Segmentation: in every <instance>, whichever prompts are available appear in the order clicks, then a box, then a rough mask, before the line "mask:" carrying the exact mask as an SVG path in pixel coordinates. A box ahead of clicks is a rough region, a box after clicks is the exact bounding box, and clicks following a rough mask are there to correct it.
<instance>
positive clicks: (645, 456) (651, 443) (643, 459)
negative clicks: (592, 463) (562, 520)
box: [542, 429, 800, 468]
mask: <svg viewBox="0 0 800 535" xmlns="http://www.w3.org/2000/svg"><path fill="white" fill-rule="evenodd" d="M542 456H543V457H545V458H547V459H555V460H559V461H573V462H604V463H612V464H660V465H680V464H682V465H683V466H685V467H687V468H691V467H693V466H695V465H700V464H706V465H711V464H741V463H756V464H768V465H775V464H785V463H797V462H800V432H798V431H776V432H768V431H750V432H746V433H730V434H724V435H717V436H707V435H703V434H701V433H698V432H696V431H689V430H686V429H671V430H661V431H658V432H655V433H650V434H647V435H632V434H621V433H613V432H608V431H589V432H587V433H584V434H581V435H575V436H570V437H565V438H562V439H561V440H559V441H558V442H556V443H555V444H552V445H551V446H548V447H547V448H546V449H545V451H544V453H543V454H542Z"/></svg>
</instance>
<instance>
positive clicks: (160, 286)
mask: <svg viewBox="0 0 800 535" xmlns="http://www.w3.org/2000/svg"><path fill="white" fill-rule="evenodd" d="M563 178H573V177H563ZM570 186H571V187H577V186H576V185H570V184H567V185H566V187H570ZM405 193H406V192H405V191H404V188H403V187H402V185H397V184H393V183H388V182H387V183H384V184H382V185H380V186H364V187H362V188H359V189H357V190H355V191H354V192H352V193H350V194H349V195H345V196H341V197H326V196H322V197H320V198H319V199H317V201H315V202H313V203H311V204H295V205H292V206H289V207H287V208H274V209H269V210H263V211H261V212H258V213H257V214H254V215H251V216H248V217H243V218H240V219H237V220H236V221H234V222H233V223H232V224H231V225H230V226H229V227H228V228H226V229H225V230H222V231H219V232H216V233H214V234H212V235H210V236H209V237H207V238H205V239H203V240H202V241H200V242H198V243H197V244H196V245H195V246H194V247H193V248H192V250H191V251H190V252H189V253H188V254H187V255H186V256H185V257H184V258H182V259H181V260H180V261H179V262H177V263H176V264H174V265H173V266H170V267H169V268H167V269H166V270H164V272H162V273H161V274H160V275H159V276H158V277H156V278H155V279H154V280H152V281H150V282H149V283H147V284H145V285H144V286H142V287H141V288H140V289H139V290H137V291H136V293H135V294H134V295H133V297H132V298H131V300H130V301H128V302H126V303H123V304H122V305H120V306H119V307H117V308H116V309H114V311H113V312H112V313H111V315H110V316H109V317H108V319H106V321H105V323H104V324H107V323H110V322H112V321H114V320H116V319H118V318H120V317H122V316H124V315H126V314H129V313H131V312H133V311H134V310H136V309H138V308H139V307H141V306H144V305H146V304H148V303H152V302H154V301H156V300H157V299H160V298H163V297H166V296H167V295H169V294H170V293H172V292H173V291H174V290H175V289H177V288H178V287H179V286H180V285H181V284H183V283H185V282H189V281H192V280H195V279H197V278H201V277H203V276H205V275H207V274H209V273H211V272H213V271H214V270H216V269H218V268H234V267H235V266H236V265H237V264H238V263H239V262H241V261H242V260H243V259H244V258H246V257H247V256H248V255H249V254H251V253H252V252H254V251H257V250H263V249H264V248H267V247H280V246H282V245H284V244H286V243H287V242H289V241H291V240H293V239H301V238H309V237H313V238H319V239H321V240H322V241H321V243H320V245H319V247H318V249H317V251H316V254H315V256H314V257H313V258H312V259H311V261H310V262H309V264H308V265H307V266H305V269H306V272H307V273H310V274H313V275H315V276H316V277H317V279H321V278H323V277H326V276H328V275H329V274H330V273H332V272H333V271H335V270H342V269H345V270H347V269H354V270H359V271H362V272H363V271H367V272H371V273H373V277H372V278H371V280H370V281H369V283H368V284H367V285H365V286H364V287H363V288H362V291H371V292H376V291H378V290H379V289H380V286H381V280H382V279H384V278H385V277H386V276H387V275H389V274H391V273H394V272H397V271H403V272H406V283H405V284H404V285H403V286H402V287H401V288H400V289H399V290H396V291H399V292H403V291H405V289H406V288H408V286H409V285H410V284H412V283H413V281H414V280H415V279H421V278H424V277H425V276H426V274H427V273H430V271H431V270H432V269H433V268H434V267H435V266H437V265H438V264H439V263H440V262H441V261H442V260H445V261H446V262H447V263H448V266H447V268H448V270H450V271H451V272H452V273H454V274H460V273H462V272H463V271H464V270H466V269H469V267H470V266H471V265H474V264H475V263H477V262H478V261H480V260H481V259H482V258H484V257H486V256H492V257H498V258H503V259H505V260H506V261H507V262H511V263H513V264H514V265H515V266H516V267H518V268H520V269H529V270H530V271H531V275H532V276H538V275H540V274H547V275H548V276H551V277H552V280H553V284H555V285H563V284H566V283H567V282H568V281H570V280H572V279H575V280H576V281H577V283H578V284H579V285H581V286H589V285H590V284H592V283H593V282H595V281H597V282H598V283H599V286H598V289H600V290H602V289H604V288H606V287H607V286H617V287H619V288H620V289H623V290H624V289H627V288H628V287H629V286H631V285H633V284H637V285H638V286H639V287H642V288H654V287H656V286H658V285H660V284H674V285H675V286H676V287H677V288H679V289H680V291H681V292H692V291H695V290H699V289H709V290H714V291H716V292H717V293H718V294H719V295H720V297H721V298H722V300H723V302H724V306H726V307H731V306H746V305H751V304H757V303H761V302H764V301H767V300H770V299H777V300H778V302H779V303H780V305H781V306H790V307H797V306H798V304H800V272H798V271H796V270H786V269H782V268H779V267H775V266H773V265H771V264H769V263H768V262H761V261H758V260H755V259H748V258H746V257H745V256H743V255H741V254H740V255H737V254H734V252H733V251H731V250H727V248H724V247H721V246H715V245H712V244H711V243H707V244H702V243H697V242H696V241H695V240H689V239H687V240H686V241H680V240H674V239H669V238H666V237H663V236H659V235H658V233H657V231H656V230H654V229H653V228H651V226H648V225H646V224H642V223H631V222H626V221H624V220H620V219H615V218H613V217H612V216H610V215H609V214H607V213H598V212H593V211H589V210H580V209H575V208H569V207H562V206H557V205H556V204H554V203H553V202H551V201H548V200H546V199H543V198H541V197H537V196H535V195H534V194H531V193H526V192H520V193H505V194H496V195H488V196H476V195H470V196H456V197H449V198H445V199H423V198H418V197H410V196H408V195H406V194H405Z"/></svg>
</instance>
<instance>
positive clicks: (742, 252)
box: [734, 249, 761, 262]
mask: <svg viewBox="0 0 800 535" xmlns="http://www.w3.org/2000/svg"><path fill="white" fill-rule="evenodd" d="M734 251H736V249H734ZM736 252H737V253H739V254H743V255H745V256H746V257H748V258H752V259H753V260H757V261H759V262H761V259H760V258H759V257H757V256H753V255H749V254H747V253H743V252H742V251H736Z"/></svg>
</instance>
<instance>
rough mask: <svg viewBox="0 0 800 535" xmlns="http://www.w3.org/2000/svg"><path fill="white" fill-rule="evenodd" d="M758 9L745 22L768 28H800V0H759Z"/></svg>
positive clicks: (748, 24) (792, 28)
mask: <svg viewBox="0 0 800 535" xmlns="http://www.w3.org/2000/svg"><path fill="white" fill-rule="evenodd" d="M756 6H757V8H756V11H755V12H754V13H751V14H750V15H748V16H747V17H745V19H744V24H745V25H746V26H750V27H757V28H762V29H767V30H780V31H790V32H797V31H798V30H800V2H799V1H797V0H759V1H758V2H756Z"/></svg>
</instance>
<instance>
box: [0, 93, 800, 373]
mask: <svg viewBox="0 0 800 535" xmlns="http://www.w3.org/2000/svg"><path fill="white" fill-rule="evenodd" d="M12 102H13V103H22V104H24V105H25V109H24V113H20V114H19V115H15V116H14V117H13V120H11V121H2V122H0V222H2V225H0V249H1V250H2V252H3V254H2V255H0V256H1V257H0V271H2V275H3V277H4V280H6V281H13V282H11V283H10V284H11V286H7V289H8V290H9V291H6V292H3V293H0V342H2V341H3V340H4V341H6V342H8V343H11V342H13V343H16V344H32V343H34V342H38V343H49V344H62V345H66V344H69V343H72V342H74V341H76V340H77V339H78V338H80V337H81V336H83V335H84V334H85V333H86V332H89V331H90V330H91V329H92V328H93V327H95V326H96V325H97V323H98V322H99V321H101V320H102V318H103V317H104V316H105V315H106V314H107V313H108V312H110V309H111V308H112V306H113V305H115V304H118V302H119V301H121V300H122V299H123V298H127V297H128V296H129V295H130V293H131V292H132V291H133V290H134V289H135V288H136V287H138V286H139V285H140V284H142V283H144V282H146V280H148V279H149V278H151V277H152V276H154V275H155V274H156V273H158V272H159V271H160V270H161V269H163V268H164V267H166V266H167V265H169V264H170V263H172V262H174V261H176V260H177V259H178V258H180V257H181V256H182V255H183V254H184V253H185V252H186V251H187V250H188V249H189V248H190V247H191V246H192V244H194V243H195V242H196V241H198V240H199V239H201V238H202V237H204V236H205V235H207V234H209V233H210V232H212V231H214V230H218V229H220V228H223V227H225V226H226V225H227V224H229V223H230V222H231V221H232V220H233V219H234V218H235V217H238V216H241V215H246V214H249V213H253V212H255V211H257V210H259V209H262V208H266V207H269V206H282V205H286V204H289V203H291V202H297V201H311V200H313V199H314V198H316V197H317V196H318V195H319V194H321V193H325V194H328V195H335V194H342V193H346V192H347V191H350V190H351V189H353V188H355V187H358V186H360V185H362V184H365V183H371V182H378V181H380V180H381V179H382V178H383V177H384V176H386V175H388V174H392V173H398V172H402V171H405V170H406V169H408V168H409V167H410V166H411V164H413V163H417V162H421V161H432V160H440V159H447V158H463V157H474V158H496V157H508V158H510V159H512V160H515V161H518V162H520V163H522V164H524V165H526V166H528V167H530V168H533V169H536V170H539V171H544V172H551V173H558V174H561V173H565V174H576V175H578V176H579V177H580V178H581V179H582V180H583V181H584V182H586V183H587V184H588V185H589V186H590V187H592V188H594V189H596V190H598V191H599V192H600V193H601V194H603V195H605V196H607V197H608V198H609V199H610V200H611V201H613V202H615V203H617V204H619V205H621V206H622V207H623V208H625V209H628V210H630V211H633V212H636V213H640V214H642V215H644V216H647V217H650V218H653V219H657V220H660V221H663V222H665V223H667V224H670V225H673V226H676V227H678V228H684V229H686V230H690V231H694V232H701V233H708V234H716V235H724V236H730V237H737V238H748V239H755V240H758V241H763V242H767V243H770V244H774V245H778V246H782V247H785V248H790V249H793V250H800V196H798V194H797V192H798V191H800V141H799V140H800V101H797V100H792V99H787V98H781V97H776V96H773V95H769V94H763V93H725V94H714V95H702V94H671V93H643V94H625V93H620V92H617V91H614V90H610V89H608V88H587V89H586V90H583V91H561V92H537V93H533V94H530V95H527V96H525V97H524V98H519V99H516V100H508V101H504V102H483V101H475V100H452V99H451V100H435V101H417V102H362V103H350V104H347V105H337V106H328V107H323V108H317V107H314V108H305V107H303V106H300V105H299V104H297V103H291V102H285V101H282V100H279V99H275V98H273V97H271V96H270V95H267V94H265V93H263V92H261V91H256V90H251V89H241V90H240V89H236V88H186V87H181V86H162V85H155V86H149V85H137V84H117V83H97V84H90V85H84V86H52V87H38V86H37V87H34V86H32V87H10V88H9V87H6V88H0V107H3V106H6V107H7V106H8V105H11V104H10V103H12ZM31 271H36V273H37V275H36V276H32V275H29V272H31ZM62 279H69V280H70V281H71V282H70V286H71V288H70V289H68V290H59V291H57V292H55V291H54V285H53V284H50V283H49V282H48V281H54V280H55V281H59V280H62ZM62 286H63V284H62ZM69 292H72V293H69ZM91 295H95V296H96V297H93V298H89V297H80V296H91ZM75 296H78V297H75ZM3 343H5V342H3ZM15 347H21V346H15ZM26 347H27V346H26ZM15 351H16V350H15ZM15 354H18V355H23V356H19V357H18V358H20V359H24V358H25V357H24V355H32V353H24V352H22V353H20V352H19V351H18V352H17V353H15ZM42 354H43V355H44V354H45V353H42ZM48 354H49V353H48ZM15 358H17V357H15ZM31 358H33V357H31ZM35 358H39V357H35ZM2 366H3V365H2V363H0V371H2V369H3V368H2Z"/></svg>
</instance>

....

- TRY IT: Go through the entries above and report how many lines hold the word "positive". Nothing but the number is needed.

- TASK ANSWER: 4